Omit any picture, and return the remaining data exactly as written.

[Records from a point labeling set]
###
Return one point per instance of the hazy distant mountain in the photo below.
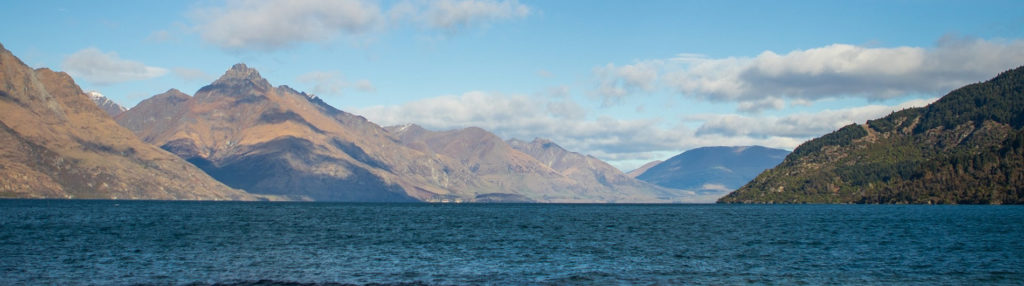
(966, 148)
(55, 143)
(540, 170)
(275, 140)
(636, 172)
(110, 107)
(714, 169)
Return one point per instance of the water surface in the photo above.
(174, 243)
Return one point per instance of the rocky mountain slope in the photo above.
(276, 140)
(55, 143)
(968, 148)
(108, 106)
(714, 169)
(638, 171)
(539, 171)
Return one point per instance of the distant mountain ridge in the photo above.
(713, 169)
(275, 140)
(55, 143)
(541, 170)
(967, 148)
(110, 107)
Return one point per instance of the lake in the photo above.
(175, 243)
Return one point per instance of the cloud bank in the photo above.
(764, 81)
(107, 68)
(276, 25)
(622, 143)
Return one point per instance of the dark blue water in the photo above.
(118, 242)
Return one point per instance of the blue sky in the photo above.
(625, 81)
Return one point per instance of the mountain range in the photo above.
(275, 140)
(55, 143)
(713, 170)
(967, 148)
(108, 106)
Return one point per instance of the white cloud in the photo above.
(107, 68)
(798, 126)
(273, 25)
(808, 75)
(365, 86)
(616, 82)
(625, 144)
(333, 83)
(455, 14)
(276, 25)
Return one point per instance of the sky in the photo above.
(625, 81)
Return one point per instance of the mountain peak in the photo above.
(241, 72)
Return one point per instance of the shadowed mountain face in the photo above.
(714, 169)
(968, 148)
(55, 143)
(275, 140)
(541, 170)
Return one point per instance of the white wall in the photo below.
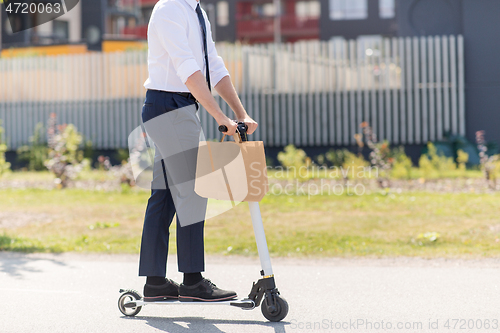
(74, 17)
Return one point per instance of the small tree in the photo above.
(489, 164)
(65, 158)
(4, 165)
(380, 155)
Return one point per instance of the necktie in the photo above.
(205, 49)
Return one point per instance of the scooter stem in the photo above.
(260, 239)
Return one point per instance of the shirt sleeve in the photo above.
(217, 68)
(171, 27)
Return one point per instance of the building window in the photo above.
(265, 9)
(387, 8)
(348, 9)
(307, 9)
(222, 13)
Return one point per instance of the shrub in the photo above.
(434, 165)
(293, 157)
(4, 165)
(36, 152)
(354, 166)
(402, 166)
(462, 159)
(65, 158)
(489, 164)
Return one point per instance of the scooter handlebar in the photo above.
(223, 128)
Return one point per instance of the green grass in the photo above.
(368, 225)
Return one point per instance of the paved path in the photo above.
(79, 293)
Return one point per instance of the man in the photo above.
(183, 65)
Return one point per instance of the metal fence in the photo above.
(411, 90)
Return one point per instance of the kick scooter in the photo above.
(263, 292)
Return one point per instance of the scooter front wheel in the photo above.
(279, 313)
(126, 303)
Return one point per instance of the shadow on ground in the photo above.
(200, 324)
(17, 264)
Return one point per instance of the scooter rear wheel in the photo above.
(129, 296)
(280, 312)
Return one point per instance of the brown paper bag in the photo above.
(233, 171)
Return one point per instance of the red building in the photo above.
(253, 20)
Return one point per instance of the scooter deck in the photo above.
(243, 303)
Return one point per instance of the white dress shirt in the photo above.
(175, 42)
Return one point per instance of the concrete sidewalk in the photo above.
(79, 293)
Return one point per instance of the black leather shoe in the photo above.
(204, 291)
(169, 290)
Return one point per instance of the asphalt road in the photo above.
(79, 293)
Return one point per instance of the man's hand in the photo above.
(230, 124)
(252, 124)
(226, 90)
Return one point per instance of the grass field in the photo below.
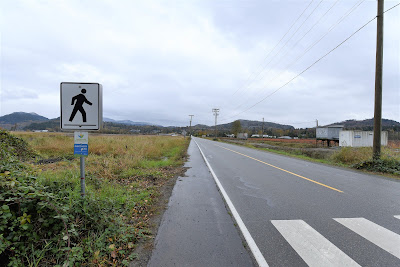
(125, 176)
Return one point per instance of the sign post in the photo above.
(81, 110)
(81, 148)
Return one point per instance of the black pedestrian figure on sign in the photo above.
(80, 99)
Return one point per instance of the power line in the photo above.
(275, 46)
(259, 71)
(307, 67)
(244, 102)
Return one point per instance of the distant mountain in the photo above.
(21, 117)
(367, 124)
(127, 122)
(246, 124)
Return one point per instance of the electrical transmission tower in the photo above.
(215, 111)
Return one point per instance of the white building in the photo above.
(360, 138)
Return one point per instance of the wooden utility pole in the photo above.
(378, 83)
(190, 129)
(262, 133)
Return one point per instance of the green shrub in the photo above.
(352, 155)
(381, 165)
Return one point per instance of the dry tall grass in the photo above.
(109, 155)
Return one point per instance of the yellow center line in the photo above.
(302, 177)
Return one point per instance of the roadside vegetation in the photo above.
###
Finished task>
Return one point per instance of the hazy distant mountain in the photo below.
(966, 148)
(55, 143)
(540, 170)
(275, 140)
(636, 172)
(110, 107)
(714, 169)
Return one point per instance of the water surface in the photo above.
(174, 243)
Return one point per instance of the rocky mountain slope in the photo above.
(276, 140)
(55, 143)
(968, 148)
(108, 106)
(714, 169)
(638, 171)
(539, 171)
Return one point per instance of the distant mountain ridge in the photo above.
(713, 169)
(275, 140)
(55, 143)
(541, 170)
(967, 148)
(110, 107)
Return one point per instance of the lake in the photo above.
(175, 243)
Return one point per instance of the cloud bank in the photo above.
(764, 81)
(107, 68)
(276, 25)
(622, 143)
Return one point per instance of the dark blue water in the photo above.
(118, 242)
Return one point per instance of the blue sky in the photo above.
(625, 81)
Return one point per instance of the mountain range in the photo above.
(275, 140)
(55, 143)
(713, 170)
(967, 148)
(108, 106)
Return one point per instance of the white cloud in the photo above.
(107, 68)
(798, 126)
(273, 25)
(808, 75)
(365, 86)
(616, 82)
(625, 144)
(333, 83)
(455, 14)
(276, 25)
Return one point per instance of the sky in the photo above.
(625, 81)
Return one point per instance of the mountain peak in the photo above.
(241, 72)
Return one point per instance of the shadowed mountain face in the photo above.
(714, 169)
(968, 148)
(55, 143)
(275, 140)
(541, 170)
Return one point per instance of the white wall in the photo below.
(74, 17)
Return one point per instance of the small tree in the photo above.
(489, 164)
(65, 158)
(4, 165)
(380, 155)
Return one point per instance of the necktie in the photo above.
(205, 49)
Return one point per instance of the scooter stem in the photo above.
(260, 239)
Return one point per instance of the shirt sleeve in the photo above.
(217, 68)
(171, 27)
Return one point per instance of the building window in the photo above.
(265, 9)
(387, 8)
(348, 9)
(307, 9)
(222, 13)
Return one point per instance of the shrub in the photo above.
(434, 165)
(293, 157)
(4, 165)
(36, 152)
(354, 166)
(402, 166)
(462, 159)
(65, 158)
(489, 164)
Return one point per instance of the scooter handlebar in the photo above.
(223, 128)
Return one point per instance of the green grass in the photo above.
(368, 225)
Return one point per instance of the paved path in the photo above.
(79, 293)
Return one point per instance of the man in the photo above.
(183, 65)
Return one point per instance of the metal fence in the photo above.
(411, 90)
Return one point per instance of the kick scooter in the photo above.
(263, 292)
Return one point per instance of the scooter front wheel in the photo above.
(279, 313)
(126, 303)
Return one point per instance of the shadow on ground in the photo above.
(200, 324)
(17, 264)
Return one point per instance of the scooter rear wheel in the photo above.
(129, 296)
(280, 312)
Return one point per instance of the brown paper bag in the photo above.
(233, 171)
Return one point per instance of the red building in the photo above.
(253, 20)
Return one point per instance of the scooter deck in the photo above.
(243, 303)
Return one point per instance of the white dress shirt in the photo above.
(175, 42)
Return one point per instance of the concrete sidewalk in the photo above.
(79, 293)
Return one point per instance of the black leather shoe in the photo above.
(204, 291)
(169, 290)
Return one point per instance of the asphalt road in the photo above.
(79, 293)
Return one point per instance of the man's hand in the photo above.
(230, 124)
(252, 124)
(226, 90)
Return one point per instance of the grass field in the photo below.
(125, 176)
Return one point per instance of the sign post in the photo above.
(81, 110)
(81, 148)
Return one point per instance of the black pedestrian figure on sign in the photo above.
(80, 99)
Return one point per instance of the power line in the photo above.
(275, 46)
(259, 71)
(307, 67)
(244, 102)
Return one point per instance of the distant mountain in the photo above.
(21, 117)
(367, 124)
(127, 122)
(246, 124)
Return one point per instance of the electrical transmission tower in the photo above.
(215, 111)
Return one point per instance of the white building in the photo above.
(360, 138)
Return one point per instance of the wooden utility pole in the photo above.
(378, 83)
(190, 129)
(262, 133)
Return one point per instance of the green shrub in the photo above.
(352, 155)
(381, 165)
Return one point per instance of the dry tall grass in the photo above.
(109, 155)
Return one point per instance of the yellow center line in the photo above.
(302, 177)
Return one point per instance of the roadside vegetation in the photo above.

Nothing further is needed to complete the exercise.